The data:

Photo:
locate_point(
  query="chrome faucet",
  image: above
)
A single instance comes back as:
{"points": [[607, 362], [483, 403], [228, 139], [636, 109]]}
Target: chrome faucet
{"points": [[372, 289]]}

Set exercise: Rewrite the data above, changing each "chrome faucet" to "brass faucet" and leaving everything else unchanged.

Answer to this task:
Photo:
locate_point(
  query="brass faucet",
  image: above
)
A single instance comes back as:
{"points": [[607, 362], [483, 403], [228, 139], [636, 109]]}
Target: brass faucet
{"points": [[372, 289]]}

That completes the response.